(Saved data entries)
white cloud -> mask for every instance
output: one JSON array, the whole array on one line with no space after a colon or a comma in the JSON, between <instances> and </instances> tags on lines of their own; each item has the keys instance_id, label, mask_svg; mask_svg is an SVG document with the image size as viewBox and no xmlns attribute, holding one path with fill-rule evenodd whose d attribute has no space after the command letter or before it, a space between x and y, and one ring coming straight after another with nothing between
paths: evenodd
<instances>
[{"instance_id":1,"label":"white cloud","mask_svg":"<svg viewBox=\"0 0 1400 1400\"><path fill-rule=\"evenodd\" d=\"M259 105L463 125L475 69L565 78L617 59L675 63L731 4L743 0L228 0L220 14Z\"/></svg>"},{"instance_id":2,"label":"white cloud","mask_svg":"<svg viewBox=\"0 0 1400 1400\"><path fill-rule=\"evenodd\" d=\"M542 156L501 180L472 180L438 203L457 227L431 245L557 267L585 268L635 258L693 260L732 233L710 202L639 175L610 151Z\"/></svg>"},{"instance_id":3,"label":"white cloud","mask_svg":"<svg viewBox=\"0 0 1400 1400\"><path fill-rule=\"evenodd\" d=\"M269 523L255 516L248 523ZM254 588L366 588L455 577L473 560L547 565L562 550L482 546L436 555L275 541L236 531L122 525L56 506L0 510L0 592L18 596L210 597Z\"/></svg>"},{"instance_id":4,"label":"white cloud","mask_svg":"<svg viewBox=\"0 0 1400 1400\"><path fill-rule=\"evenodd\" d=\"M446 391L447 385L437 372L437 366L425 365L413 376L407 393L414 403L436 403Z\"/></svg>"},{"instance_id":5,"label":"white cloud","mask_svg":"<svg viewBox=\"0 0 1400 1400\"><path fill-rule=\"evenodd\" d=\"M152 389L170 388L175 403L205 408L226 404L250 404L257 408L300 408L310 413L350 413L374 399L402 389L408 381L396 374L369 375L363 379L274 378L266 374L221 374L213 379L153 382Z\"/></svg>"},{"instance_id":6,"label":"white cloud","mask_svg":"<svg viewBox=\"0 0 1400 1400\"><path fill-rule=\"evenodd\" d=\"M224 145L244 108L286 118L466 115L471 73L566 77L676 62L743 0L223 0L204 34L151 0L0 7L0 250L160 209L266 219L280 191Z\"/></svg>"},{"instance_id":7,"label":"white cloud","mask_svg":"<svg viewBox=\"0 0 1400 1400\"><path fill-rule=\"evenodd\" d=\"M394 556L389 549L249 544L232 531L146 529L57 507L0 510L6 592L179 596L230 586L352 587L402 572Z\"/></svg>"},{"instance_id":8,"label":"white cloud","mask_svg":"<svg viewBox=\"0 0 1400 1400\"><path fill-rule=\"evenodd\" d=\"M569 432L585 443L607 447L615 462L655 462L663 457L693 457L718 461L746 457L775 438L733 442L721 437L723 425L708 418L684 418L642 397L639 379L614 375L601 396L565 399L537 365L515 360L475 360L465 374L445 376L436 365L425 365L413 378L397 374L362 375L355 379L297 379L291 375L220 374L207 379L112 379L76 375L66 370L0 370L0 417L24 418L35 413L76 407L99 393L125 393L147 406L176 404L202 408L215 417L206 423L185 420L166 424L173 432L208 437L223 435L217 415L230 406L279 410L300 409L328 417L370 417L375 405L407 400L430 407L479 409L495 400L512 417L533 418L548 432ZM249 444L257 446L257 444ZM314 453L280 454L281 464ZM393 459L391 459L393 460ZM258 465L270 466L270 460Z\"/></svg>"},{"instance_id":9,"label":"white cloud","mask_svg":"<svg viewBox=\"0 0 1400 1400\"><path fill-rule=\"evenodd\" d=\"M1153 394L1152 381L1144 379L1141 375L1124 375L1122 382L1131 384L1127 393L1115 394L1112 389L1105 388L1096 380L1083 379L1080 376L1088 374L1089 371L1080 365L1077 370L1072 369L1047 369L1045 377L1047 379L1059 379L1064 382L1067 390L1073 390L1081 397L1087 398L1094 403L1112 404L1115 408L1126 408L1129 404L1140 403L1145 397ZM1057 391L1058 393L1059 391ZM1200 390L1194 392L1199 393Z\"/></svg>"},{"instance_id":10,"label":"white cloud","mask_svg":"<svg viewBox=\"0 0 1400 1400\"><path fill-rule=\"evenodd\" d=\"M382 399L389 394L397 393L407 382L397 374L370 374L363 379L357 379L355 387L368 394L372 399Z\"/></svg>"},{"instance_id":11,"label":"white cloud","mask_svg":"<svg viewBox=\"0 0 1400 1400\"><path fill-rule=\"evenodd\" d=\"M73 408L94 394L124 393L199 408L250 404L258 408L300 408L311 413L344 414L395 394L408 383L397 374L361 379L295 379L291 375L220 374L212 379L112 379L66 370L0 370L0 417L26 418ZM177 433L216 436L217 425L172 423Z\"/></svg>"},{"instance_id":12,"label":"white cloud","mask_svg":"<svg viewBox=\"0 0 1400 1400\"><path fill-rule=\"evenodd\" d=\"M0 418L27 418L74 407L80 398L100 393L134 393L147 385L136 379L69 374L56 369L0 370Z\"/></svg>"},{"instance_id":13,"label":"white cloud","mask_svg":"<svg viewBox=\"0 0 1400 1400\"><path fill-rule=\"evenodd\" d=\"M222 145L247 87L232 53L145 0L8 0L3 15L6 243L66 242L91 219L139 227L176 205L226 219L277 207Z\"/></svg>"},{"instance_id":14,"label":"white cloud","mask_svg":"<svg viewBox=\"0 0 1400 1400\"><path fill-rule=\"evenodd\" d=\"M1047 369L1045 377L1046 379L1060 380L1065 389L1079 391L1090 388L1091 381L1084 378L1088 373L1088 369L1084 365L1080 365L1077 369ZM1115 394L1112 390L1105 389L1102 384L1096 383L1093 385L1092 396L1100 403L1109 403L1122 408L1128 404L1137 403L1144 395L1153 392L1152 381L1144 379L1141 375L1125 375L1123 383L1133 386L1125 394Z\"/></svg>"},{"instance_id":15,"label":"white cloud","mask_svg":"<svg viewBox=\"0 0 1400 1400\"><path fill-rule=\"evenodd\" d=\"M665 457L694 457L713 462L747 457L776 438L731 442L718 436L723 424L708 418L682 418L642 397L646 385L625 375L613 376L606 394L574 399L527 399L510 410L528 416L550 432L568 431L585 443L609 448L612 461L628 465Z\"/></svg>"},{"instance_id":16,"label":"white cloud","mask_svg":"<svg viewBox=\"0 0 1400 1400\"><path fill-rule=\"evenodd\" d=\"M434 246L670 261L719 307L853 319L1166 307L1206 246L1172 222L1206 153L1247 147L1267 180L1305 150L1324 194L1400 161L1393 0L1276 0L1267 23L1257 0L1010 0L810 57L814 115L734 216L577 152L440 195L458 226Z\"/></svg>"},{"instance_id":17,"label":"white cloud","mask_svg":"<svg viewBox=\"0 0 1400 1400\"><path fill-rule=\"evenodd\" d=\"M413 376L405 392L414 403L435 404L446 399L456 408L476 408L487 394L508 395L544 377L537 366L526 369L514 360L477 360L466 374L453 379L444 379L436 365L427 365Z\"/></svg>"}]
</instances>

## [Required work]
Please copy each line of the entries in which the word "instances" shows up.

## [Answer space]
output: one JSON array, the whole array on one line with no space after a colon or a comma in the JSON, between <instances> and </instances> tags on lines of their own; each item has the keys instance_id, label, mask_svg; mask_svg is an SVG document with the image size as viewBox and no xmlns attribute, holding one path with fill-rule evenodd whose d attribute has no space after the command letter or before it, a space between x and y, and one ring coming straight after another with nothing between
<instances>
</instances>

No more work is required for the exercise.